◆ YOUR INSTRUCTIONS
Reproduce the stretch of the forum comment on the CoM-free system from "Thanks for your" through "system is translationally-invariant?", switching "isotropic Gaussian" to "isotropic normal distribution".
# Start of PASSAGE TO READ
So the derivation is just simply $(R \mathcal{C}^{t-1} + g) - \boldsymbol{\mu}_{\theta}(R\mathcal{C}^t + g, \mathcal{G}, t) = R(\mathcal{C}^{t-1}-\boldsymbol{\mu}\theta)$.

Frankie123421 commented 2 years ago

Thanks for your response. Overall I see $\mathcal{C}^{t-1}$ is indeed in CoM-free system. Actually what I concerned about above is that, for example, considering $\mathcal{C}^T$ and $\mathcal{C}^{T-1}$, we've sample $\mathcal{C}^T$ from isotropic Gaussian and move it to CoM-free system, and could the next step $\mathcal{C}^{T-1}$ be naturally ensured to be in CoM-free system by the Markov transition kernel without any other operation? Now to my understanding (and with the help of your answer) it could not and this is actually achieved by sampling $\mathcal{C}^{T-1}$ from $p(\mathcal{C}^{T-1}|\mathcal{C}^T)$ and then move it to CoM-free system. (?)
How could I mathematically prove that CoM-free system is translationally-invariant?
# End of PASSAGE TO READ
# Start of SOURCE DATA
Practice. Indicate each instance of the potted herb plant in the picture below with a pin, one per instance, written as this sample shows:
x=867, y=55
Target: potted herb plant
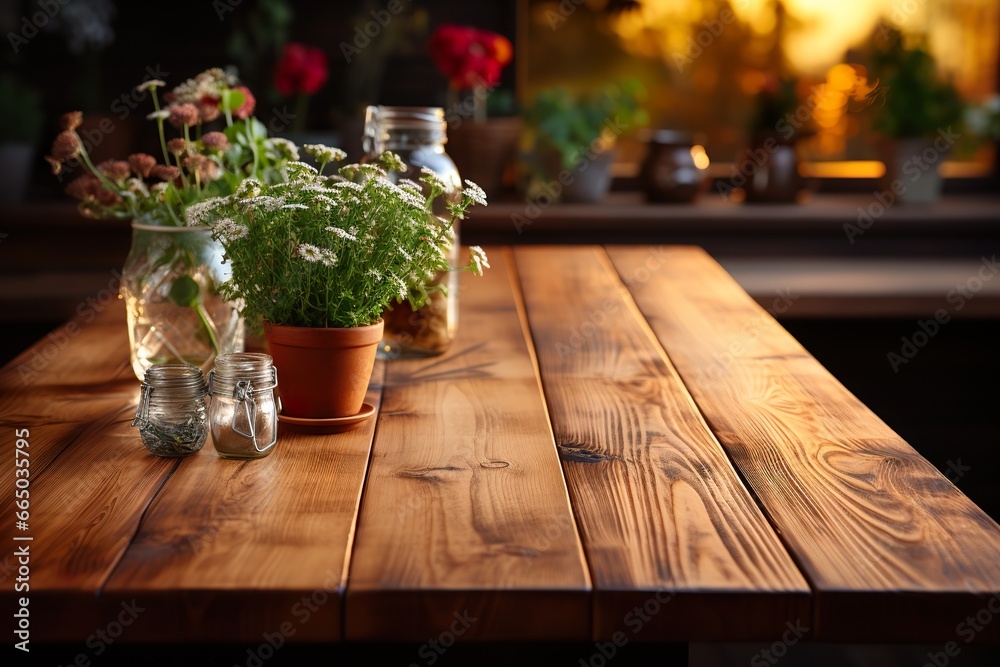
# End of SOURCE DATA
◆ RESULT OF THE EXERCISE
Thanks for your response. Overall I see $\mathcal{C}^{t-1}$ is indeed in CoM-free system. Actually what I concerned about above is that, for example, considering $\mathcal{C}^T$ and $\mathcal{C}^{T-1}$, we've sample $\mathcal{C}^T$ from isotropic normal distribution and move it to CoM-free system, and could the next step $\mathcal{C}^{T-1}$ be naturally ensured to be in CoM-free system by the Markov transition kernel without any other operation? Now to my understanding (and with the help of your answer) it could not and this is actually achieved by sampling $\mathcal{C}^{T-1}$ from $p(\mathcal{C}^{T-1}|\mathcal{C}^T)$ and then move it to CoM-free system. (?)
How could I mathematically prove that CoM-free system is translationally-invariant?